* [EXERCISE]:
Update the lines of the material starting at the one that contains "Locate every instance of the blue sock" and running through the end, replacing "goal frame" with "goalpost" and leaving everything else unchanged.

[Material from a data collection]
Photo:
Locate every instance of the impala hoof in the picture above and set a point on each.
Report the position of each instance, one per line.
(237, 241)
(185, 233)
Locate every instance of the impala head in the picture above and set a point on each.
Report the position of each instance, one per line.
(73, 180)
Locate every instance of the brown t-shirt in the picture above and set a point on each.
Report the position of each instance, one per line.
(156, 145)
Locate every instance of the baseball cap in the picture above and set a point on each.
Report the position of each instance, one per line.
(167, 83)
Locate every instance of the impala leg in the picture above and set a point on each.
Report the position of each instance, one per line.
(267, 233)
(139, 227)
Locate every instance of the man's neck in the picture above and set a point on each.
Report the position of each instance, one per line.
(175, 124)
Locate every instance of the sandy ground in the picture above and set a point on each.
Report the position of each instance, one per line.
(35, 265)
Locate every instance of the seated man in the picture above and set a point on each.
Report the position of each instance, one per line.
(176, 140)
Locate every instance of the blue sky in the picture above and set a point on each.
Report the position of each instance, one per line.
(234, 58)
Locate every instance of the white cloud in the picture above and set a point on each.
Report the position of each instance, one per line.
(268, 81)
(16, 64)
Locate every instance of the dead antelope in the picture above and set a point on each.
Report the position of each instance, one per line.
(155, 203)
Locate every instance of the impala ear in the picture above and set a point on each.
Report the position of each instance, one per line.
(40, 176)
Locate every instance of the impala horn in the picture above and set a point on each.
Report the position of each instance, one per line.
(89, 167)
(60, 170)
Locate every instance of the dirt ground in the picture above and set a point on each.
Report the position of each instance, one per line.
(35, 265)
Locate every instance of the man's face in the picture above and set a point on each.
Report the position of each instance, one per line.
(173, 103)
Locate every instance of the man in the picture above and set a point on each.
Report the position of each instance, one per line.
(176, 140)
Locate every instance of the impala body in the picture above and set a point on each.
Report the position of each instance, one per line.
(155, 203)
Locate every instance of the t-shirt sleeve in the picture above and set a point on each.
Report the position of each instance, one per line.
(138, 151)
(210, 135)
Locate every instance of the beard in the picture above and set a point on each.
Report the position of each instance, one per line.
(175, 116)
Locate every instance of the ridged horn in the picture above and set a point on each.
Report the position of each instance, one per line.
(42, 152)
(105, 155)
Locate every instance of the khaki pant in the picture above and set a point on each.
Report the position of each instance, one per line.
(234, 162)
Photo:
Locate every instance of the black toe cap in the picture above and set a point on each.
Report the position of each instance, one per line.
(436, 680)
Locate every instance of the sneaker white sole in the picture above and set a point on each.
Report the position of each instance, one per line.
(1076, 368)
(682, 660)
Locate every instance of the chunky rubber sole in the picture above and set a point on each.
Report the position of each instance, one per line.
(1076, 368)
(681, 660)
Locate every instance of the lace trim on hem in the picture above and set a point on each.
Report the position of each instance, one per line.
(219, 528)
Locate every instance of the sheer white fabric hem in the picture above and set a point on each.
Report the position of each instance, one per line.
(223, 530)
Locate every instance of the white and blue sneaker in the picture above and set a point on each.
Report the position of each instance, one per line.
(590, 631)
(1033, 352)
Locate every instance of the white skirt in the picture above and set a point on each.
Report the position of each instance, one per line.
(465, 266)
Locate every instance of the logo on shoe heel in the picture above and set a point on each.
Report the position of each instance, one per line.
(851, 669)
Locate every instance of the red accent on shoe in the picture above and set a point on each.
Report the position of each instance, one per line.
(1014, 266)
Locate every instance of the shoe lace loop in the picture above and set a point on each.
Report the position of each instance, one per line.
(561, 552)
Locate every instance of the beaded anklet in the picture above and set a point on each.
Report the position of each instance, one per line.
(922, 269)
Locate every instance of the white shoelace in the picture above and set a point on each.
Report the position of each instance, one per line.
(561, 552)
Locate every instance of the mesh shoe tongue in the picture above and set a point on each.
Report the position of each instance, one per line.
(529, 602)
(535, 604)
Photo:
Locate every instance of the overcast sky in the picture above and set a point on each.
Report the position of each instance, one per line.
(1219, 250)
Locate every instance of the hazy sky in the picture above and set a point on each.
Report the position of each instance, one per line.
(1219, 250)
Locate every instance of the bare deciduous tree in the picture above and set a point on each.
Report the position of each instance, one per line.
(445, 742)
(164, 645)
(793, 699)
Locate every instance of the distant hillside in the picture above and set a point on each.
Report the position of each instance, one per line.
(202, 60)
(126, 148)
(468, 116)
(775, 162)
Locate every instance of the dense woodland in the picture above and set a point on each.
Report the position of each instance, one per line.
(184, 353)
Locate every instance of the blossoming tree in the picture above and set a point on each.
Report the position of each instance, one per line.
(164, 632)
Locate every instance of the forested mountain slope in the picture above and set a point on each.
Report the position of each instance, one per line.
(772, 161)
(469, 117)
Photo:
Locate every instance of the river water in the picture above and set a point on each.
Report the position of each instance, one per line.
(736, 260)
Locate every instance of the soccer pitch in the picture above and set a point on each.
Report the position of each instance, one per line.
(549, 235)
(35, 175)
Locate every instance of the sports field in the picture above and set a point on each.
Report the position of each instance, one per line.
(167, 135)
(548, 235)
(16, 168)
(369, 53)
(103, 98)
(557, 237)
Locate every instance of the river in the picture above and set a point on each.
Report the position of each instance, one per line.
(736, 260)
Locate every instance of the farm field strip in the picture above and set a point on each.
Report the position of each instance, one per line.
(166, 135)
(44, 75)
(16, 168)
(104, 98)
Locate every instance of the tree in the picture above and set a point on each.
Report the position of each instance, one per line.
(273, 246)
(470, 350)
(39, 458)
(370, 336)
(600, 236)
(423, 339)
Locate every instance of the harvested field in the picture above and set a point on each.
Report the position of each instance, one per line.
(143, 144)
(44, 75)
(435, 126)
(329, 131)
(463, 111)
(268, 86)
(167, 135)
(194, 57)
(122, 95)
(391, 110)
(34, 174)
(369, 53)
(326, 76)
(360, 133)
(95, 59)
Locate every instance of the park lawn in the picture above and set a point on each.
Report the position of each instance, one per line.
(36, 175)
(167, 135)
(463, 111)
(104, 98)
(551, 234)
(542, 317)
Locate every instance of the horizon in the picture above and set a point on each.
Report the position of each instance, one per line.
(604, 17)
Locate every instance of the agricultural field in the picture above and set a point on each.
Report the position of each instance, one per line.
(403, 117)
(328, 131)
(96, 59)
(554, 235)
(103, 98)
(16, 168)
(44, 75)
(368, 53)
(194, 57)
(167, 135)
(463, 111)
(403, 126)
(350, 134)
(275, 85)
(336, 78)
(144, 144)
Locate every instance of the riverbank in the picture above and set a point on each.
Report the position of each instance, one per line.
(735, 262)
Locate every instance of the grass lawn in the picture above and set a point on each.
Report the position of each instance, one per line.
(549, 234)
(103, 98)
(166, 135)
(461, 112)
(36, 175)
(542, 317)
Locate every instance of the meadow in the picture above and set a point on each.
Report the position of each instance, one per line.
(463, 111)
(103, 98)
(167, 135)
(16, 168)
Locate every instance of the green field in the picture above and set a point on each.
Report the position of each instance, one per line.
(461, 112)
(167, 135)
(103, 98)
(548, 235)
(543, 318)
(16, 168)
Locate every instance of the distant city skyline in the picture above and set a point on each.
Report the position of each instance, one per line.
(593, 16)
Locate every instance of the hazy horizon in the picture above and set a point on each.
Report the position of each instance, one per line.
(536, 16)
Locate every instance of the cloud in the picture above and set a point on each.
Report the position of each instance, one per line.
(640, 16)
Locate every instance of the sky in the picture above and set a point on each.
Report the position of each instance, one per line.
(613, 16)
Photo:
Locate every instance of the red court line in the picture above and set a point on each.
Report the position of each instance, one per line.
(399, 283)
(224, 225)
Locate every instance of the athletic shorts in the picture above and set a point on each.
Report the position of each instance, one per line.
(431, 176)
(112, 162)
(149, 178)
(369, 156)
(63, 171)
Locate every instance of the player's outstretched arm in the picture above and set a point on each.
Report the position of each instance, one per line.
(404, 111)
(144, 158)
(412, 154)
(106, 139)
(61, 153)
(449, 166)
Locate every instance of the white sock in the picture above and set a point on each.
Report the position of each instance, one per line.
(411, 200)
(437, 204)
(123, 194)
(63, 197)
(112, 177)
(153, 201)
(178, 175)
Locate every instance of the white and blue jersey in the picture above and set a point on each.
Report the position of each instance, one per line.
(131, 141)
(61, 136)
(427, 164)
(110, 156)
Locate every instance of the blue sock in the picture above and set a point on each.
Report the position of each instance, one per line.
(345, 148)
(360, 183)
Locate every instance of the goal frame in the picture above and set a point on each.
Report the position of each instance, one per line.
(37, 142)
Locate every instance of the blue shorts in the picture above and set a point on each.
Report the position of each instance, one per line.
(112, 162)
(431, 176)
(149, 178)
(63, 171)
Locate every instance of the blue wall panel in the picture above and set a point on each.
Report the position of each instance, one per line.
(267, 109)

* [THE REPLY]:
Locate every instance of the blue sock in the picture above and set a point on each.
Report the position of each instance, one per line.
(345, 148)
(360, 183)
Locate every instance of the goalpost in the picture above and set a point on each.
Report the position of each instance, one per line.
(37, 142)
Locate every instance of the blue shorts in the picture above and set a point on each.
Report the position of each instance, one per line.
(112, 162)
(431, 176)
(149, 178)
(63, 171)
Locate every instance of the blue wall panel in the picture above and set a point on each.
Report the position of each instance, one per line.
(267, 109)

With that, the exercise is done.